We have a wood fired back boiler as part of C/H/ H/W set up, the bio mass conversion unit is for the diesel boiler that is also part of set up, just lucky enough to have a O/H who likes a hot house as we have large m2 rooms and large sliding windows the system was never really designed correctly, underfloor would have been a far better solution for our property or another jumper


----------



## lynda s

I've been told that underfloor heating is expensive to run.


----------



## baldilocks

lynda s said:


> I've been told that underfloor heating is expensive to run.


it also 'draws' the feet. Ceiling heating is even more expensive!


----------



## canoeman

Not really depends on fuel source bottled gas in Portugal as you found forget it, but heatsource pump, biomass, diesel all economical, thinks its more learning how to use it efficiently as a stable background heat, once slab is warmed its cheaper to keep it a constant heat not operating it twice a day as is tendency with rads, maybe Robc will chip in


----------



## lynda s

baldilocks said:


> How about one that takes logs? We have just had 300kg delivered and taken down two floors to the store and stacked (very neatly, too, I might add) for &#128;300 which, depending on the severity of the weather, will last us between 15 and 27 months.


Our boiler can also take logs, but pellets are cleaner and more cost effective.


----------



## canoeman

lynda s said:


> Our boiler can also take logs, but pellets are cleaner and more cost effective.


Which boiler are you referring too never heard of a pellet fire being able to accept logs there designed to drip feed pellets into a small contained combustion chamber


----------



## lynda s

canoeman said:


> Which boiler are you referring too never heard of a pellet fire being able to accept logs there designed to drip feed pellets into a small contained combustion chamber


Yes it has the facility to burn logs. The small grate for the pellets is removed and a larger grate put in place, then the logs sit on top and burn from the fire below. Unless we had an unlimited cheap or free supply of logs we would never use this facility.

──────────

→ Tasks and exercises:
[a] Summarize the forum thread in two sentences.
[b] Select every line of the records that contains the string "format". Case counts.
The forum thread has no connection to the records.

→ Stored data:
──────────

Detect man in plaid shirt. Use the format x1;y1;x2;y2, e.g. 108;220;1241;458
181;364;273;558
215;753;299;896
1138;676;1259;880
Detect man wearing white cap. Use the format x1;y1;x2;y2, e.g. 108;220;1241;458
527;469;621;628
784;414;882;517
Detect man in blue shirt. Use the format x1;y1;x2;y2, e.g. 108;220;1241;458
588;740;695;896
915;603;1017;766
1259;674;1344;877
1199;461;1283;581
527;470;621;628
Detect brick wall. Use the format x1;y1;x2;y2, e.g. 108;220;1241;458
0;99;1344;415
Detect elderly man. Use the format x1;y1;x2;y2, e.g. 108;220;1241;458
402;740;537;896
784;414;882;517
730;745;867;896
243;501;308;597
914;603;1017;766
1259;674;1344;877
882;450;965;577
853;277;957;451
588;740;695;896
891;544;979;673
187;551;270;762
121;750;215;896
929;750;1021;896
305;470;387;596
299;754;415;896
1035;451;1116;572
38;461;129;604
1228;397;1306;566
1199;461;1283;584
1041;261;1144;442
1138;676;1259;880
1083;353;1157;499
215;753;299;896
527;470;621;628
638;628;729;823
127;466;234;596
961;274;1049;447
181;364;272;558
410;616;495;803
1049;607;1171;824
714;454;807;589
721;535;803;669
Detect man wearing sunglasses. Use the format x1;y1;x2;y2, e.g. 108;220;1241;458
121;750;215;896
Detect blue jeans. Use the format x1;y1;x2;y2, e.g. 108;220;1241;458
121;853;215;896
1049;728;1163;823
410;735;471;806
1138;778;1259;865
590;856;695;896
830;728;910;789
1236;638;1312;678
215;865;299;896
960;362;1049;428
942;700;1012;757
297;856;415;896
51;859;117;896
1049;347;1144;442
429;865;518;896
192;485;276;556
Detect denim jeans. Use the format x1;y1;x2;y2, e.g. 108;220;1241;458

──────────

→ Completed exercise:
[a] One poster has a wood-fired back boiler and a diesel boiler fitted with a biomass conversion unit, and says underfloor heating would have suited their property better. When others say underfloor heating is expensive to run, canoeman replies that the cost depends on the fuel source and that keeping a warmed slab at a constant heat is cheaper, while lynda s explains that her boiler can burn logs if the small pellet grate is swapped for a larger one but that pellets are cleaner and more cost effective.

[b]
Detect man in plaid shirt. Use the format x1;y1;x2;y2, e.g. 108;220;1241;458
Detect man wearing white cap. Use the format x1;y1;x2;y2, e.g. 108;220;1241;458
Detect man in blue shirt. Use the format x1;y1;x2;y2, e.g. 108;220;1241;458
Detect brick wall. Use the format x1;y1;x2;y2, e.g. 108;220;1241;458
Detect elderly man. Use the format x1;y1;x2;y2, e.g. 108;220;1241;458
Detect man wearing sunglasses. Use the format x1;y1;x2;y2, e.g. 108;220;1241;458
Detect blue jeans. Use the format x1;y1;x2;y2, e.g. 108;220;1241;458
Detect denim jeans. Use the format x1;y1;x2;y2, e.g. 108;220;1241;458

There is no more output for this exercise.